What has been the best project or experience art wise in 2017? Definitely presenting my work at the Alberta Biennial of Contemporary Art, which opened in both the Art Gallery of Alberta, and the Walter Phillips Gallery in Banff. My piece SUBLIMATION / CONSTELLACHEMY was such a huge work for me, and I was so happy to be able to present it in that context. It was one of the first pieces you see when you come in, and I was happy to start the exhibition with a strong female voice, and representing POC.
You recently did an artist talk and storytelling workshop at Art Gallery of Alberta (AGA). Can you tell us a little about that talk and what were some of the highlights from it? It turned out to be a fantastic talk, and the crowd was full of such diversity. It was so great to have a supportive Filipino community come out to see my talk, and hear my story, but also was amazing to share stories with the audience who wanted to share their diasporic experiences and the folklore of their youth, and how in turn it has shaped their experience and their identities. A large portion of the crowd consisted of the Canadian Council for Refugees Youth Group of Edmonton, and I loved speaking to each one of the youth after the talk – they were so engaged and excited to tell me about themselves. It was really a gift.

WRITTEN TASK 1>
Transcribe the stretch of the interview excerpt from "You recently did" through "really a gift.".
WRITTEN TASK 2>
Filter the records and keep only the lines that contain the word "gift".

MATERIAL SUPPLIED>
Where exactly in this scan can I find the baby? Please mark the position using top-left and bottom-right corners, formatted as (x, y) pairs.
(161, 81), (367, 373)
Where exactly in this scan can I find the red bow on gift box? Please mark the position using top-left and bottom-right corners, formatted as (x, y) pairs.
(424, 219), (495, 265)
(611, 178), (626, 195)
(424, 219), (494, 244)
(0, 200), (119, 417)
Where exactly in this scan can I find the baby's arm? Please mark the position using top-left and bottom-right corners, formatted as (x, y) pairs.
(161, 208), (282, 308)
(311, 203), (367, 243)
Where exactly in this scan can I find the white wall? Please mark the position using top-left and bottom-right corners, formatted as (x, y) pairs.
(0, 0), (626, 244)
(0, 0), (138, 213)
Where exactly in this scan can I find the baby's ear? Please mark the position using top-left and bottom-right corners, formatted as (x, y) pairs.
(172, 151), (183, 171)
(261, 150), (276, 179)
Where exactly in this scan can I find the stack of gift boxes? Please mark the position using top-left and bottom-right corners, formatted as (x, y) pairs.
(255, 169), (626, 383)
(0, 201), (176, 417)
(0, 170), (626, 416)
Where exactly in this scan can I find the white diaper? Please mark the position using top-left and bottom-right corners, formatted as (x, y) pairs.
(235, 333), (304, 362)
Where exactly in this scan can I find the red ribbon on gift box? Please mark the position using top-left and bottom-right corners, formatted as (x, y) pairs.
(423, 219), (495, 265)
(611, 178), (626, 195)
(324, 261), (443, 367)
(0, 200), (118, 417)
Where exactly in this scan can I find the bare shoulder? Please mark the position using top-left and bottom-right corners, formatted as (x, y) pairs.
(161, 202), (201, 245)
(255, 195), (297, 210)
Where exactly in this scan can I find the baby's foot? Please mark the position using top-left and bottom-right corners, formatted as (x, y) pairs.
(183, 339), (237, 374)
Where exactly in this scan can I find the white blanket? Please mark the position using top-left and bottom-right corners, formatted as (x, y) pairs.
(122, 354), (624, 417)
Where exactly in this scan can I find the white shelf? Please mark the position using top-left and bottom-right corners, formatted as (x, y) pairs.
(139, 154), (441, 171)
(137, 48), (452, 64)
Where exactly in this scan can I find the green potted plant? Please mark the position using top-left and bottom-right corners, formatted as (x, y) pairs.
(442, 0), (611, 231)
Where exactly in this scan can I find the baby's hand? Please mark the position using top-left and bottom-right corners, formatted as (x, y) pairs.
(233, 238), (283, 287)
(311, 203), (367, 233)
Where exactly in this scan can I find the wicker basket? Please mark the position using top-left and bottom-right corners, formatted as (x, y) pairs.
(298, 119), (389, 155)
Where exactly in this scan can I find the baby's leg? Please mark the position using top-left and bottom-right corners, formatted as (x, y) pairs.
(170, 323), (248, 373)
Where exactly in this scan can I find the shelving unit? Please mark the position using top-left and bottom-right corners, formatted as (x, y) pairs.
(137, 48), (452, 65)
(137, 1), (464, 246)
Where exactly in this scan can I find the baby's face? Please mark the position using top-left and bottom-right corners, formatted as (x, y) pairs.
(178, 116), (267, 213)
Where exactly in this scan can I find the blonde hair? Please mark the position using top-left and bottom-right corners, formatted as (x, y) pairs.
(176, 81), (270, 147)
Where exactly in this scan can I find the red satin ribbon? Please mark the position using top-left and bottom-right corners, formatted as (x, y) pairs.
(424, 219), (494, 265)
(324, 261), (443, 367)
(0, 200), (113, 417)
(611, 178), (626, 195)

RESULT 1>
You recently did an artist talk and storytelling workshop at Art Gallery of Alberta (AGA). Can you tell us a little about that talk and what were some of the highlights from it? It turned out to be a fantastic talk, and the crowd was full of such diversity. It was so great to have a supportive Filipino community come out to see my talk, and hear my story, but also was amazing to share stories with the audience who wanted to share their diasporic experiences and the folklore of their youth, and how in turn it has shaped their experience and their identities. A large portion of the crowd consisted of the Canadian Council for Refugees Youth Group of Edmonton, and I loved speaking to each one of the youth after the talk – they were so engaged and excited to tell me about themselves. It was really a gift.

RESULT 2>
Where exactly in this scan can I find the red bow on gift box? Please mark the position using top-left and bottom-right corners, formatted as (x, y) pairs.
Where exactly in this scan can I find the stack of gift boxes? Please mark the position using top-left and bottom-right corners, formatted as (x, y) pairs.
Where exactly in this scan can I find the red ribbon on gift box? Please mark the position using top-left and bottom-right corners, formatted as (x, y) pairs.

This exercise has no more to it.